> [Prompt]:
Write the records out again, keeping each line exactly as it is.

(Records of labeled points)

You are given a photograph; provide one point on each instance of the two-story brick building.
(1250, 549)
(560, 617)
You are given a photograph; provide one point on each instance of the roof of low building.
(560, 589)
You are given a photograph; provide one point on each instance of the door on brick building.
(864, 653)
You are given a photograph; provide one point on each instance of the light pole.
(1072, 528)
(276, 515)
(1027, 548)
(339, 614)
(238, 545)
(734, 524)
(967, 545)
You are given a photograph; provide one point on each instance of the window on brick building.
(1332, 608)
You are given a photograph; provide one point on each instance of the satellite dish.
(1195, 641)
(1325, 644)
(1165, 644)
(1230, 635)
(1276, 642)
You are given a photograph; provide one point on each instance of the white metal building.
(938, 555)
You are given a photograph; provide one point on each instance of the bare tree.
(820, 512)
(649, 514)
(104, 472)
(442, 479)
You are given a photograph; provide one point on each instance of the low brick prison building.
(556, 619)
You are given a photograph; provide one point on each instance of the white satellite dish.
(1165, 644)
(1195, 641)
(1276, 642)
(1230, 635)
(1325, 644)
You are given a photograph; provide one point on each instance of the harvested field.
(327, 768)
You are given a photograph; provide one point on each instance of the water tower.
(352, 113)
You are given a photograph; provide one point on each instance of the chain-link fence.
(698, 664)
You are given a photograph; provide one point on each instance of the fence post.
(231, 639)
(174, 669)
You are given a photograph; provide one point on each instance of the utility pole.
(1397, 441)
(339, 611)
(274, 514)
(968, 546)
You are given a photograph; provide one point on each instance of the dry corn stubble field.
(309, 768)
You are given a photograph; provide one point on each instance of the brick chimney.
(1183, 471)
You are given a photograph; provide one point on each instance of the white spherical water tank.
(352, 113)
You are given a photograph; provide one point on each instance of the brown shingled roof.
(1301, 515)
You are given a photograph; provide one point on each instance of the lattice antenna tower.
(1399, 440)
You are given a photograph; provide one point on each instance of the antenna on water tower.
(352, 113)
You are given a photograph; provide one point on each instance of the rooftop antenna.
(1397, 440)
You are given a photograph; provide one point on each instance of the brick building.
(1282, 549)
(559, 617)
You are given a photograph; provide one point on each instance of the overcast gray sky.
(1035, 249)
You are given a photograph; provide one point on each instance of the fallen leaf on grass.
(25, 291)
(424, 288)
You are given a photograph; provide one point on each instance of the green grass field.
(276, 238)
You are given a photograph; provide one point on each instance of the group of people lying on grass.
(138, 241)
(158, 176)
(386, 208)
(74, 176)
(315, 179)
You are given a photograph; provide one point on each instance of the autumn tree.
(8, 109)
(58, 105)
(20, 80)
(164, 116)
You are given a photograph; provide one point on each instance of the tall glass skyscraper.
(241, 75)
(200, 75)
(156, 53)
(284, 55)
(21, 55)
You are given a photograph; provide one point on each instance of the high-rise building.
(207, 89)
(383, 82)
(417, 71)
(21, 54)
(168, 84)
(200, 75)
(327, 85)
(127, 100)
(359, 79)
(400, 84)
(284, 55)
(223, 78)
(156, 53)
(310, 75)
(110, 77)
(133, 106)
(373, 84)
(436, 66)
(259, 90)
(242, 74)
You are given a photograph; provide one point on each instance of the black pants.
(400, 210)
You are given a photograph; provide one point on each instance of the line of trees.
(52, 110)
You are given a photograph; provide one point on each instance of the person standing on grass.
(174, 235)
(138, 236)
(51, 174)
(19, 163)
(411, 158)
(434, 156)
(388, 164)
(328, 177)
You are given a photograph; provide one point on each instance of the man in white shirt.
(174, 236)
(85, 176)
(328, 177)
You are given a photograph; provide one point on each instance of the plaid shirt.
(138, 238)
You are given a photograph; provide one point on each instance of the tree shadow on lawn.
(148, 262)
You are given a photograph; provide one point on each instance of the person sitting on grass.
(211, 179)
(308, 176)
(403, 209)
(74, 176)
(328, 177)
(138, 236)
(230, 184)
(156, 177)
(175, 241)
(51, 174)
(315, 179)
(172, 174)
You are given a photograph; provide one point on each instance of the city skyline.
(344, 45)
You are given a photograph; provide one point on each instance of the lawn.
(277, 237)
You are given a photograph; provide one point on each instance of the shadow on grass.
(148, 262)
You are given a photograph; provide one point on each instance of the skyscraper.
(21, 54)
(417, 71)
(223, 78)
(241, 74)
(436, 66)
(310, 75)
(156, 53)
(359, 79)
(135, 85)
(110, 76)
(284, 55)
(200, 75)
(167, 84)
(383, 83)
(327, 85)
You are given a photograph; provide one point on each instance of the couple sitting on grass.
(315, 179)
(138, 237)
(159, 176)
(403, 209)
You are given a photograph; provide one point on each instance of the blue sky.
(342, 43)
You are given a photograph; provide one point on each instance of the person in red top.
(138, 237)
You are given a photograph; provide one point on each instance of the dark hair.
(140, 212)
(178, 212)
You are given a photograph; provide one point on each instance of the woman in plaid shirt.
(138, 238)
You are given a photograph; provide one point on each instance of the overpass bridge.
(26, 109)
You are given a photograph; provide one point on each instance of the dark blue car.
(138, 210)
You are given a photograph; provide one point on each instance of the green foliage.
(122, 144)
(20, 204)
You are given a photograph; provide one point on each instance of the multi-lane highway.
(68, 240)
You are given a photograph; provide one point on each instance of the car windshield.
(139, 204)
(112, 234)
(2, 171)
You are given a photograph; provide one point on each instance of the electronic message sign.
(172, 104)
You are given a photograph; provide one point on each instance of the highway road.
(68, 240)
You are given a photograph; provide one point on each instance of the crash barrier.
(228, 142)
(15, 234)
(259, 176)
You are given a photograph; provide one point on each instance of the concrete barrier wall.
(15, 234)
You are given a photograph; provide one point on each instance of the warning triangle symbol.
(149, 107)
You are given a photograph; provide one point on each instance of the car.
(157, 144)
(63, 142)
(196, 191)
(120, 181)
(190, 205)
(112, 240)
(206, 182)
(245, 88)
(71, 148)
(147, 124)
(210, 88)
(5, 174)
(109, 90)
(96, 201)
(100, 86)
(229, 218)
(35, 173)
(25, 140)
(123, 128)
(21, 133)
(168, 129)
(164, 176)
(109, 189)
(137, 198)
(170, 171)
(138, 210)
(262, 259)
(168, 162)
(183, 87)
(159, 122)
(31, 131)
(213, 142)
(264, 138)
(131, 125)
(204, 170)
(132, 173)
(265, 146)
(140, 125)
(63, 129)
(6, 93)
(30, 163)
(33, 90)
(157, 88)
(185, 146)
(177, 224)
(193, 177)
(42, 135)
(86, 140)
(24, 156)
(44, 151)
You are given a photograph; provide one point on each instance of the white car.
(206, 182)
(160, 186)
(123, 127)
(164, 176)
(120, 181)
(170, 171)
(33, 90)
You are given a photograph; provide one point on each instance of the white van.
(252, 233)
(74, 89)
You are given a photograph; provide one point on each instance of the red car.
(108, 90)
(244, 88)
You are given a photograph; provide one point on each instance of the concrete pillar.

> [Worked solution]:
You are given a photograph; provide one point on each instance of the two-story brick building.
(1250, 549)
(560, 617)
You are given a photograph; provide one point on each instance of the roof of low building.
(560, 589)
You are given a photograph; provide one point on each instance of the door on brick building.
(864, 653)
You are given a photograph; provide one point on each instance of the light pole.
(1072, 528)
(276, 515)
(1027, 548)
(339, 614)
(238, 545)
(734, 524)
(967, 545)
You are given a photograph; provide one point on each instance of the window on brick building.
(1332, 608)
You are given a photograph; provide one point on each instance of the satellite dish.
(1195, 641)
(1325, 644)
(1165, 644)
(1230, 635)
(1276, 642)
You are given a photograph; provide one point on each instance of the white metal building.
(938, 555)
You are given a photograph; provide one point on each instance of the bare tree.
(820, 512)
(649, 514)
(104, 472)
(442, 479)
You are given a photograph; provide one point on each instance of the low brick prison building.
(556, 619)
You are given a photograph; provide one point on each instance of the white satellite dish.
(1165, 644)
(1195, 641)
(1276, 642)
(1230, 635)
(1325, 644)
You are given a photograph; provide one point on each instance of the harvested field.
(327, 768)
You are given a photograph; provide one point on each instance of the water tower.
(352, 113)
You are given a photograph; provide one point on each instance of the chain-link fence.
(698, 664)
You are given a photograph; provide one point on each instance of the fence post.
(231, 639)
(174, 669)
You are given a photograph; provide one point on each instance of the utility pole.
(1397, 441)
(339, 611)
(274, 514)
(968, 546)
You are given a photograph; provide one point on each instance of the dry corn stubble field.
(309, 768)
You are given a photograph; provide one point on each instance of the brick chimney.
(1183, 471)
You are given a photograph; provide one point on each instance of the white spherical water tank.
(352, 113)
You are given a photograph; provide one point on each instance of the brown shingled roof.
(1301, 515)
You are given a photograph; provide one point on each instance of the lattice antenna tower.
(1399, 440)
You are given a photograph; provide one point on each instance of the antenna on water tower.
(352, 113)
You are given a photograph; provide one point on each instance of the rooftop antenna.
(1397, 440)
You are given a photograph; provide one point on each instance of the brick building.
(1282, 549)
(559, 617)
You are given a photograph; provide one point on each instance of the overcast gray sky.
(1035, 249)
You are given a photograph; provide one point on each instance of the fallen leaf on grass.
(25, 291)
(424, 288)
You are given a photograph; provide one point on each instance of the green grass field.
(276, 238)
You are given a photograph; provide one point on each instance of the group of people lying on grass.
(138, 241)
(158, 176)
(386, 208)
(74, 176)
(315, 179)
You are given a photograph; provide one point on each instance of the autumn tree.
(8, 109)
(58, 105)
(20, 80)
(164, 116)
You are given a photograph; provide one point on each instance of the tall glass skyscraper.
(241, 75)
(200, 75)
(156, 53)
(284, 55)
(21, 55)
You are given a photograph; provide one point on each instance of the high-rise building.
(207, 89)
(383, 82)
(417, 71)
(21, 54)
(168, 84)
(200, 75)
(327, 85)
(127, 100)
(359, 79)
(400, 84)
(284, 55)
(223, 78)
(156, 53)
(310, 75)
(110, 77)
(133, 106)
(373, 84)
(436, 66)
(259, 90)
(242, 74)
You are given a photograph; provide one point on each instance of the black pants.
(400, 210)
You are given a photograph; provide one point on each instance of the line of trees.
(52, 110)
You are given a photograph; provide one point on each instance of the person standing on grass.
(174, 235)
(138, 236)
(51, 174)
(19, 163)
(411, 158)
(434, 156)
(388, 164)
(328, 177)
You are given a photograph; provide one point on each instance of the man in white shirt.
(174, 236)
(85, 176)
(328, 177)
You are given a photograph; provide one point on each instance of the plaid shirt.
(138, 238)
You are given a photograph; provide one point on each instance of the tree shadow on lawn.
(148, 262)
You are given a photograph; provide one point on each instance of the person sitting on grass.
(211, 179)
(308, 176)
(403, 209)
(74, 176)
(328, 177)
(138, 236)
(230, 184)
(156, 177)
(175, 241)
(51, 174)
(315, 179)
(172, 174)
You are given a photograph; provide one point on each instance of the city skyline.
(344, 45)
You are given a photograph; provide one point on each instance of the lawn.
(277, 237)
You are given a photograph; provide one point on each instance of the shadow on grass.
(148, 262)
You are given a photograph; provide one point on each instance of the skyscraper.
(21, 54)
(417, 71)
(223, 78)
(241, 74)
(436, 66)
(310, 75)
(156, 53)
(359, 79)
(135, 85)
(110, 76)
(284, 55)
(200, 75)
(167, 84)
(383, 83)
(327, 85)
You are given a photograph; provide one point on each instance of the couple sitting on grass.
(315, 179)
(138, 237)
(159, 176)
(403, 209)
You are given a photograph; provide one point on each instance of the blue sky.
(342, 43)
You are given a photograph; provide one point on each instance of the person in red top.
(138, 237)
You are given a photograph; provide one point on each instance of the dark hair.
(140, 212)
(178, 212)
You are given a photograph; provide one point on each instance of the woman in plaid shirt.
(138, 238)
You are given a photograph; provide one point on each instance of the overpass bridge.
(26, 109)
You are given a photograph; provide one point on each instance of the dark blue car.
(138, 210)
You are given a photograph; provide one point on each instance of the green foliage.
(122, 144)
(20, 204)
You are given a photograph; provide one point on each instance of the multi-lane highway.
(68, 240)
You are given a photograph; provide one point on each instance of the car windshield.
(139, 204)
(112, 234)
(2, 171)
You are given a photograph; provide one point on each instance of the electronic message sign.
(172, 104)
You are given a photograph; provide one point on each instance of the highway road.
(68, 240)
You are given a photograph; provide one point on each instance of the crash barrier.
(228, 142)
(15, 234)
(259, 176)
You are given a photograph; provide one point on each instance of the concrete barrier wall.
(15, 234)
You are given a photograph; provide one point on each instance of the warning triangle symbol.
(149, 107)
You are given a photograph; provide one point on each instance of the car.
(157, 144)
(63, 142)
(196, 191)
(120, 181)
(190, 205)
(112, 240)
(206, 182)
(245, 88)
(71, 148)
(147, 124)
(210, 88)
(5, 174)
(109, 90)
(96, 201)
(100, 86)
(229, 218)
(35, 173)
(25, 140)
(123, 128)
(21, 133)
(168, 129)
(164, 176)
(109, 189)
(137, 198)
(170, 171)
(138, 210)
(262, 259)
(168, 162)
(183, 87)
(159, 122)
(31, 131)
(213, 142)
(264, 138)
(131, 125)
(204, 170)
(132, 173)
(265, 146)
(140, 125)
(63, 129)
(6, 93)
(30, 163)
(33, 90)
(157, 88)
(185, 146)
(177, 224)
(193, 177)
(42, 135)
(86, 140)
(24, 156)
(44, 151)
You are given a photograph; provide one point on each instance of the white car.
(206, 182)
(160, 186)
(123, 127)
(164, 176)
(120, 181)
(170, 171)
(33, 90)
You are given a photograph; provide one point on each instance of the white van.
(252, 233)
(74, 89)
You are given a photograph; provide one point on each instance of the red car.
(108, 90)
(244, 88)
You are given a photograph; provide one point on each instance of the concrete pillar.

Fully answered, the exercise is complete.